Te lezen fragment:
****************************************
Voor alle duidelijkheid: het gaat om wedstrijden waar de kracht en de behendigheid van de dieren beproefd wordt. Schoonheidswedstrijden vallen dus niet onder deze regels.

Voor de organisatie van een dergelijke wedstrijd met honden en paarden moet vooraf de toelating verkregen worden van de burgemeester van de gemeente waar het evenement doorgaat. De burgemeester verleent zijn toelating pas als hij oordeelt dat er voldoende waarborgen zijn voor het welzijn van de dieren die deelnemen. Dat moet blijken uit onder meer

  • wedstrijdreglement
  • keuze van het parcours
  • dopingcontrole
  • diergeneeskundig toezicht.

Sledehonden

In het begin van de 20ste eeuw was het principe van de hond als trek- en lastdier nog een zeer gangbaar gebruik. Omdat de dierenwelzijnswet dat gebruik verbiedt, is voor wedstrijden en demonstraties met sledehonden een expliciete toelating nodig van de minister bevoegd voor dierenwelzijn.

Deze aanvragen moeten vóór 31 mei van elk jaar bij de dienst Dierenwelzijn ingediend worden. Een werkgroep van de Raad voor Dierenwelzijn verleent zijn advies bij de aanvraag. De lijst van toegestane evenementen voor de daaropvolgende periode van een jaar wordt jaarlijks in een Ministerieel Besluit gepubliceerd.
****************************************
Op te lossen opdrachten:
**1.** Geef uit de tekst over dierenwedstrijden het deel van "Voor alle duidelijkheid: het" tot en met "onder deze regels." woordelijk opnieuw weer.
**2.** Ga verder met de tekst over dierenwedstrijden, te beginnen na de laatste zin ervan.
****************************************
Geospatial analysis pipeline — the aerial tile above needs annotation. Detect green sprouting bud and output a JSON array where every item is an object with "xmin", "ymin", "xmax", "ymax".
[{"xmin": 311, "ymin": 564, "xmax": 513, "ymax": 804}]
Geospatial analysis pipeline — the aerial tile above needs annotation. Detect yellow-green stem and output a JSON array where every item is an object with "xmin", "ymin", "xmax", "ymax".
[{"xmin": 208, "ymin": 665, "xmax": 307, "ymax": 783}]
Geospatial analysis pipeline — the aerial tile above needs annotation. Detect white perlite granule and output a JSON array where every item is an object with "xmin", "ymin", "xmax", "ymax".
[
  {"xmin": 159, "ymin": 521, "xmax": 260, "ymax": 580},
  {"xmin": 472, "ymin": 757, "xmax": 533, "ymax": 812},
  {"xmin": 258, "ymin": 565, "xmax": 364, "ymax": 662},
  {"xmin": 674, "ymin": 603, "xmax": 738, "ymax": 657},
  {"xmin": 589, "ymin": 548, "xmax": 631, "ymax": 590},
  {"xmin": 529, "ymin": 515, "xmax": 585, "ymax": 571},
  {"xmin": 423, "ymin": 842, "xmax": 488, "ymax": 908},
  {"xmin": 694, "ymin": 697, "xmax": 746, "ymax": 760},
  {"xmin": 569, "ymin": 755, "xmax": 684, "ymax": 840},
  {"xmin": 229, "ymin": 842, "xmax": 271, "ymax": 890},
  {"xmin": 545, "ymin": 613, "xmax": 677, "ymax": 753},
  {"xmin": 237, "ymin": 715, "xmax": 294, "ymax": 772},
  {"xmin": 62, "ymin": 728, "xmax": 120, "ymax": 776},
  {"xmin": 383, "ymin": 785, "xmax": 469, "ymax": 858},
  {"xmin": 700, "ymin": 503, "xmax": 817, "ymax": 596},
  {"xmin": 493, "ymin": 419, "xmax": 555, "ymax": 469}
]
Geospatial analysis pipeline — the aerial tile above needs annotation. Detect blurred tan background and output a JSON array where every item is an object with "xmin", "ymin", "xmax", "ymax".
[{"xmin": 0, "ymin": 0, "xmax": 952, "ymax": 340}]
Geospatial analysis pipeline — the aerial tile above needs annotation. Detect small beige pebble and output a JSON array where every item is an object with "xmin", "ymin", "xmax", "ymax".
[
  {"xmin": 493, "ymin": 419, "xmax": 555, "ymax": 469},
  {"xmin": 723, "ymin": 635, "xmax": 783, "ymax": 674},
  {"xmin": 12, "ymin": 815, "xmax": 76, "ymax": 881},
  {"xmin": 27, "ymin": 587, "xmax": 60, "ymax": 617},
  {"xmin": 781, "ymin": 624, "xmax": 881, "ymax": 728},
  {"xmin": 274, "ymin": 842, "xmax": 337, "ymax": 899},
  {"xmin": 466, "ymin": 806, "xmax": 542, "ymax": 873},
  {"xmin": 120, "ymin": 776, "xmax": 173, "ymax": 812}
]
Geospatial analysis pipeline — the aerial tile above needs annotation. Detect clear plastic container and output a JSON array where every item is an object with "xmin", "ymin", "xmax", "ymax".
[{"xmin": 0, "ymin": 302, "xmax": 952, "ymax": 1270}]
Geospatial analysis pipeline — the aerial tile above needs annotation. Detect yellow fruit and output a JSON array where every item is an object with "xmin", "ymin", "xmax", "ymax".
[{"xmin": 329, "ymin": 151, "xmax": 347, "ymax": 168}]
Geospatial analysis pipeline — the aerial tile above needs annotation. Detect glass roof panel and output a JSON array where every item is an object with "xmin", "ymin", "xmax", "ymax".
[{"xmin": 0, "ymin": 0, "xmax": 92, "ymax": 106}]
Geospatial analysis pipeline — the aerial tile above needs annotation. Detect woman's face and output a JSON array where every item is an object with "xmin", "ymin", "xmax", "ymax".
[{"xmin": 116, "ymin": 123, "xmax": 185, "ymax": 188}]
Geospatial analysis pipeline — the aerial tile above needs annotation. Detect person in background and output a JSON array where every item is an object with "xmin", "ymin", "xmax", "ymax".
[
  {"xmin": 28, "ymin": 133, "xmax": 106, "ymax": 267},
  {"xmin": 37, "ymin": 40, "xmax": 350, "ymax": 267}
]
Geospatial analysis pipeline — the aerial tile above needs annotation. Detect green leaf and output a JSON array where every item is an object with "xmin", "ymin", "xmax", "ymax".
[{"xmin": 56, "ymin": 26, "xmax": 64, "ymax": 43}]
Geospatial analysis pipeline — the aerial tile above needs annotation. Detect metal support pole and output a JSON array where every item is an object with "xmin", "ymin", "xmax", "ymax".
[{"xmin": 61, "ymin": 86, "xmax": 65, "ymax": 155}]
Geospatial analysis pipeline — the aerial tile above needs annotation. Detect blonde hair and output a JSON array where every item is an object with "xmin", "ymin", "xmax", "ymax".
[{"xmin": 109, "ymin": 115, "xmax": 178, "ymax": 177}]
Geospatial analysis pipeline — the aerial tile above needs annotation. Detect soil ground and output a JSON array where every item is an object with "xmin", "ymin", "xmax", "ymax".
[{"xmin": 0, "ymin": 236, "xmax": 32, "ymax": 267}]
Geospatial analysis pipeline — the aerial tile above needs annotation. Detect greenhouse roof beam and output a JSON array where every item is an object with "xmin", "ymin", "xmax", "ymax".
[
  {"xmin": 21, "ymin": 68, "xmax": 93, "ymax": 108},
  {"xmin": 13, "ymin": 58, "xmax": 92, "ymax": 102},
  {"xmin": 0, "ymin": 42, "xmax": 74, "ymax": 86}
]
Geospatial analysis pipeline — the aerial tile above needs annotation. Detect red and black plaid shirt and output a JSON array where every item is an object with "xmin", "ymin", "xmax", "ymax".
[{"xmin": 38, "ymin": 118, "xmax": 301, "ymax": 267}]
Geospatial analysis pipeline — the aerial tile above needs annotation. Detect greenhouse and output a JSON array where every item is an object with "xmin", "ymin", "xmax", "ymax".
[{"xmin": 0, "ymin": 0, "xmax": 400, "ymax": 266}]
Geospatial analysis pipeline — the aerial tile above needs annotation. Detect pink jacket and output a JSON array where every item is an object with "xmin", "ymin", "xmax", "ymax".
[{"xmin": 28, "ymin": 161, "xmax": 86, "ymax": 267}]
****************************************
Antwoorden:
**1.**
Voor alle duidelijkheid: het gaat om wedstrijden waar de kracht en de behendigheid van de dieren beproefd wordt. Schoonheidswedstrijden vallen dus niet onder deze regels.

**2.**
De voorwaarden waarop de minister hiervoor toelating kan verlenen, zijn vastgelegd in het Koninklijk Besluit van 12 maart 1999 houdende de voorwaarden voor het verkrijgen van een afwijking van het verbod honden als last- en trekdier te gebruiken. Voor de organisatie van sledehondenwedstrijden zijn er voorwaarden waaraan de organisator en de honden moeten voldoen. Er worden ook strenge eisen gesteld aan het parcours, de diergeneeskundige begeleiding, de omgevingstemperatuur, enzoverder.

Sledehondenwedstrijden zijn slechts toegestaan met honden behorende tot de volgende rassen:

  • Siberische Husky
  • Alaskan Malamute
  • Samojeed
  • Groenlandhond
  • Alaskan husky (niet erkend als ras door de FCI, Fédération Cynologique Internationale)

Er moet een wedstrijdreglement voorhanden zijn dat gedetailleerde regels en sancties beschrijft bij het niet naleven ervan. Sledehondenwedstrijden worden in ons land al meer dan 15 jaar op die wijze ingericht en uit de controles van officiële inspectiediensten én van dierenbeschermingsverenigingen blijkt dat er zich geen dierenwelzijnsproblemen voordoen.

Doping

Doping is niet alleen in de sportwereld een belangrijk probleem, maar ook in wedstrijden met dieren is het een aandachtspunt. In de Dierenwelzijnswet is sinds 1986 een verbod op het gebruik van prestatie-beïnvloedende middelen opgenomen waarbij, bij koninklijk besluit, de verboden producten opgesomd kunnen worden.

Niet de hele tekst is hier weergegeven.